> [PASSAGE]:
┌──
Cross-section between design, public services, and policy: an interview with Assistant Professor Seungho Park-Lee

In this interview, we meet Assistant Professor Seungho Park-Lee who explores the cross-section between design, public services and policy at UNIST Design. Conducted by Associate Professor James A. Self on Monday June 19, this abridged version delves into professor Park-Lee’s professional and academic journey and the his recent projects with the members of New Design Studio.


Prof. Park Lee(left) and Prof. Self (right)

James Andrew Self (JS) I’m here with Seungho Park-Lee, Professor of design and the director of the New Design Studio. It’s a pleasure to have the opportunity to speak to you today, Seungho. 

I noticed from the published material on your lab, NDS, that your particular focus is public service design and design for policy. I think service design is nothing new, but perhaps newer than some other design disciplines, like product or graphic design? Could you start by explaining what service and policy design entail, perhaps sharing examples from your own work?
└──
> [PROMPT 1]: From the interview, return the passage starting with "I noticed from" and going on through "your own work?", word for word.
> [PROMPT 2]: In the interview, which studio does Seungho Park-Lee direct?

> [DATA EXTRACT]:
┌──
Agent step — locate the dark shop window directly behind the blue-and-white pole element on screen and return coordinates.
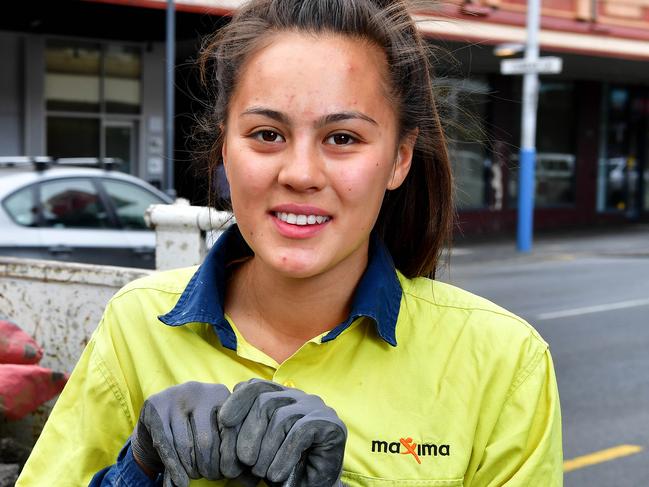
└──
> [ANSWER SECTION 1]:
I noticed from the published material on your lab, NDS, that your particular focus is public service design and design for policy. I think service design is nothing new, but perhaps newer than some other design disciplines, like product or graphic design? Could you start by explaining what service and policy design entail, perhaps sharing examples from your own work?

> [ANSWER SECTION 2]: The New Design Studio.